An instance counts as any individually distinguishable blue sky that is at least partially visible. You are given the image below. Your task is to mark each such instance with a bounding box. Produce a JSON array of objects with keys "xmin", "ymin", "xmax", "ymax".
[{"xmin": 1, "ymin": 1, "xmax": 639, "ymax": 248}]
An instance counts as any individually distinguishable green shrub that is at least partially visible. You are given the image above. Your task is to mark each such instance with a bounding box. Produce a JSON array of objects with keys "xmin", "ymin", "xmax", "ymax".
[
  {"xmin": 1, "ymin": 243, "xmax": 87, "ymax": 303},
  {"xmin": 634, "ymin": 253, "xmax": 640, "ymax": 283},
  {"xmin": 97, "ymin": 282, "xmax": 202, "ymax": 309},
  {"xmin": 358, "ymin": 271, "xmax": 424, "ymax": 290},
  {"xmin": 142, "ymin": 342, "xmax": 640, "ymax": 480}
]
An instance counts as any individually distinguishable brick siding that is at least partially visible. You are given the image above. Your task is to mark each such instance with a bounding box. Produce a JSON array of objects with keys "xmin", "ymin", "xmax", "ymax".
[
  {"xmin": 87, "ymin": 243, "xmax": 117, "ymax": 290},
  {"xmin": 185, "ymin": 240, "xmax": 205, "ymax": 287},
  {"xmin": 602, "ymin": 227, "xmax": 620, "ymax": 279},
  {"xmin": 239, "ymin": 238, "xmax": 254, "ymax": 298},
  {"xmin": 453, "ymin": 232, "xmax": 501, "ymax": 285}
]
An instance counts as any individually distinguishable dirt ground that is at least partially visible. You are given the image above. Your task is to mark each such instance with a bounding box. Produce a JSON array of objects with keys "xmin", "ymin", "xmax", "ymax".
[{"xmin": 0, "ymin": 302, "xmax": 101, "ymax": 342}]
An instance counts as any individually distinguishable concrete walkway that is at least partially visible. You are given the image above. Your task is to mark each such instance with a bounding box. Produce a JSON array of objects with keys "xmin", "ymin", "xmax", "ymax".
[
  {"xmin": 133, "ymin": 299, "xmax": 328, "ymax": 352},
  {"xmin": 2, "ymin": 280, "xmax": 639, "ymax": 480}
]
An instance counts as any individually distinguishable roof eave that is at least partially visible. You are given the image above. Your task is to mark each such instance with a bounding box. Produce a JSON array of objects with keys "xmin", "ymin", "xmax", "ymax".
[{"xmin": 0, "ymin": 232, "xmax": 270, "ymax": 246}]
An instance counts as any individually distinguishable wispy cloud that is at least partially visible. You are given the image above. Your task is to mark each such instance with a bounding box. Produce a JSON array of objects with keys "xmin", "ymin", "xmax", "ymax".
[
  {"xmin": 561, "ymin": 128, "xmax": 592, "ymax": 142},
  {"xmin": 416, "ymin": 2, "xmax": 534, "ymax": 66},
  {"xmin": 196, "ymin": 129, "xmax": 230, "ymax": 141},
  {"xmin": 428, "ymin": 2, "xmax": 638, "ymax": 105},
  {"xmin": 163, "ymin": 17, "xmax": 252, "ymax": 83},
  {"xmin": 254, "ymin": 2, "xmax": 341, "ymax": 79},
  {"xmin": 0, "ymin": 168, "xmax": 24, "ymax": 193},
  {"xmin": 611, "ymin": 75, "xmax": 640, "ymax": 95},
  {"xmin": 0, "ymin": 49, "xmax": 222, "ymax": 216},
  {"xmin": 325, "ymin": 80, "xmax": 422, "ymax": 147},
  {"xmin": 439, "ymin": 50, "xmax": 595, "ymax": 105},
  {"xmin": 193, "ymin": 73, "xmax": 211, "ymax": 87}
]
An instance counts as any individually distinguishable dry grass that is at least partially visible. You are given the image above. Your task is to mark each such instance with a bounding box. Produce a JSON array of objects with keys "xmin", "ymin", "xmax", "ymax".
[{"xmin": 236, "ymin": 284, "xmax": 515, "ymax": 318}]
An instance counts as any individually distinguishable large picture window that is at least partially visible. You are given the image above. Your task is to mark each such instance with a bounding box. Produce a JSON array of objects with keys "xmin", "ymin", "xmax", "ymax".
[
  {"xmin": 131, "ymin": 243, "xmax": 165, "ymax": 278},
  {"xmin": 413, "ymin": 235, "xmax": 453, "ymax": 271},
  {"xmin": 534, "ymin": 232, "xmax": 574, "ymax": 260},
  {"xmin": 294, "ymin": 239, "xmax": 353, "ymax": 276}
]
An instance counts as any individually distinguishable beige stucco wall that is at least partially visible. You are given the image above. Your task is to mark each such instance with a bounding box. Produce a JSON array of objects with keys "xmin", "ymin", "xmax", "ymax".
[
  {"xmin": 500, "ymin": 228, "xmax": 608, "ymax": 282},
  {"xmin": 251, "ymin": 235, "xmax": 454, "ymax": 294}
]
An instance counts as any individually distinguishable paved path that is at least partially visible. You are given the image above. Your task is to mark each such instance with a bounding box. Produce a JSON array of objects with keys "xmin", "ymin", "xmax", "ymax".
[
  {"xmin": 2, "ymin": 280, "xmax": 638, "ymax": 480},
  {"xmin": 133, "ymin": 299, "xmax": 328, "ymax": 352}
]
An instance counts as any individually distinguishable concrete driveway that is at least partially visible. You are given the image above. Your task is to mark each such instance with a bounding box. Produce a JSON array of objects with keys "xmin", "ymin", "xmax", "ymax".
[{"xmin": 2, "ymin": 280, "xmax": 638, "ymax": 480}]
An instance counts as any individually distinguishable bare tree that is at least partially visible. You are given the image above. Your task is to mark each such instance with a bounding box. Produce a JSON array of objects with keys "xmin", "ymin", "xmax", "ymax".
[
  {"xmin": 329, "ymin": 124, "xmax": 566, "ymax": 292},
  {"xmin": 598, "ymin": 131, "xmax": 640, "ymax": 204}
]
▬▬▬▬▬▬
What to do:
Keep every word the same and copy out all of the entries.

Task answer:
An instance counts as any individually distinguishable blue sky that is at least partially visible. You are given the image below. Your task is to mark each such instance with a bounding box. Produce a JSON array of objects with keys "xmin", "ymin", "xmax", "ymax".
[{"xmin": 1, "ymin": 1, "xmax": 639, "ymax": 248}]
An instance counts as any individually distinguishable green shrub that is at least partially visible. You are given the image above. Your task is to mark each such instance with a bounding box. Produce a JSON array of objects with keys "xmin", "ymin", "xmax", "ymax".
[
  {"xmin": 1, "ymin": 243, "xmax": 87, "ymax": 303},
  {"xmin": 634, "ymin": 253, "xmax": 640, "ymax": 283},
  {"xmin": 97, "ymin": 282, "xmax": 202, "ymax": 309},
  {"xmin": 358, "ymin": 271, "xmax": 424, "ymax": 290},
  {"xmin": 142, "ymin": 342, "xmax": 640, "ymax": 480}
]
An instance counts as any individually distinguishable brick siding that is at least partially visible. You are given the image above. Your task is to mark each such instance with a bounding box. Produce a JSON array of objects with keys "xmin", "ymin", "xmax", "ymax".
[
  {"xmin": 87, "ymin": 243, "xmax": 117, "ymax": 290},
  {"xmin": 185, "ymin": 240, "xmax": 205, "ymax": 287},
  {"xmin": 602, "ymin": 227, "xmax": 620, "ymax": 279},
  {"xmin": 239, "ymin": 238, "xmax": 254, "ymax": 298},
  {"xmin": 453, "ymin": 232, "xmax": 501, "ymax": 285}
]
An instance counts as any individually distinguishable dirt ground that is at least partially visible. You are given the image above. Your task is to mark each such instance with a bounding box. Produce a JSON array of objects with keys "xmin", "ymin", "xmax", "ymax".
[{"xmin": 0, "ymin": 302, "xmax": 101, "ymax": 342}]
An instance counts as any individually distinguishable concrete walkway that is at least partially visible. You are given the image above. Your task is to mark each such instance with a bounding box. Produce a JSON array of objects with keys "xmin", "ymin", "xmax", "ymax".
[
  {"xmin": 133, "ymin": 299, "xmax": 328, "ymax": 352},
  {"xmin": 2, "ymin": 280, "xmax": 639, "ymax": 480}
]
An instance counts as any individually distinguishable roof eave that is at least partially visible. You are given the image above. Your task is to mark each such instance with a bounding box. Produce a JSON array of objects with keys "xmin", "ymin", "xmax", "ymax".
[{"xmin": 0, "ymin": 232, "xmax": 270, "ymax": 246}]
An instance counts as any individually distinguishable wispy cloud that is at least partially visible. You are given the image above. Your task is to mark each such instance with a bounding box. Produce a JSON array of objects with keys "xmin", "ymin", "xmax", "ymax".
[
  {"xmin": 561, "ymin": 128, "xmax": 592, "ymax": 142},
  {"xmin": 416, "ymin": 2, "xmax": 534, "ymax": 66},
  {"xmin": 196, "ymin": 129, "xmax": 230, "ymax": 141},
  {"xmin": 428, "ymin": 2, "xmax": 638, "ymax": 105},
  {"xmin": 163, "ymin": 17, "xmax": 252, "ymax": 83},
  {"xmin": 254, "ymin": 2, "xmax": 341, "ymax": 79},
  {"xmin": 0, "ymin": 168, "xmax": 24, "ymax": 193},
  {"xmin": 611, "ymin": 75, "xmax": 640, "ymax": 95},
  {"xmin": 0, "ymin": 49, "xmax": 222, "ymax": 216},
  {"xmin": 325, "ymin": 80, "xmax": 422, "ymax": 147},
  {"xmin": 439, "ymin": 50, "xmax": 595, "ymax": 105},
  {"xmin": 193, "ymin": 73, "xmax": 211, "ymax": 87}
]
An instance counts as any individually distinguishable dry grass that is at least partially visible. You are given the image above. Your task is to mark each such instance with a bounding box. Produce a JSON array of objects with keys "xmin", "ymin", "xmax", "ymax".
[{"xmin": 236, "ymin": 284, "xmax": 515, "ymax": 318}]
An instance counts as any individually distinguishable large picture window that is at least partially visible. You are given the image above. Your task is to mark each such instance with a bounding box. Produce a JSON array of objects with keys "xmin", "ymin", "xmax", "ymax".
[
  {"xmin": 131, "ymin": 243, "xmax": 165, "ymax": 278},
  {"xmin": 413, "ymin": 235, "xmax": 453, "ymax": 271},
  {"xmin": 534, "ymin": 232, "xmax": 574, "ymax": 260},
  {"xmin": 294, "ymin": 239, "xmax": 353, "ymax": 276}
]
An instance counts as any individually distinguishable beige stucco wall that is at least partially visible. You are given the image above. Your task is to mark each such instance with a bounding box. Produce a JSON array of objects with keys "xmin", "ymin", "xmax", "ymax".
[
  {"xmin": 500, "ymin": 228, "xmax": 608, "ymax": 282},
  {"xmin": 251, "ymin": 235, "xmax": 454, "ymax": 294}
]
An instance counts as any individually distinguishable paved path that is at least partially visible. You are given the image above. Your task is to mark each such instance with a bounding box. Produce a JSON array of objects with keys "xmin", "ymin", "xmax", "ymax".
[
  {"xmin": 2, "ymin": 280, "xmax": 638, "ymax": 480},
  {"xmin": 133, "ymin": 299, "xmax": 328, "ymax": 352}
]
An instance counts as any individually distinguishable concrete driveway that is at least partially visible. You are given the image above. Your task is to mark each such instance with a bounding box. Produce a JSON array of objects with keys "xmin", "ymin", "xmax", "ymax".
[{"xmin": 2, "ymin": 280, "xmax": 638, "ymax": 480}]
An instance counts as any individually distinguishable bare tree that is at least partially visible. You are given the image above. Your task is to mark each such instance with a bounding box. Produce a JSON array of objects with keys "xmin", "ymin", "xmax", "ymax".
[
  {"xmin": 329, "ymin": 124, "xmax": 566, "ymax": 292},
  {"xmin": 598, "ymin": 131, "xmax": 640, "ymax": 204}
]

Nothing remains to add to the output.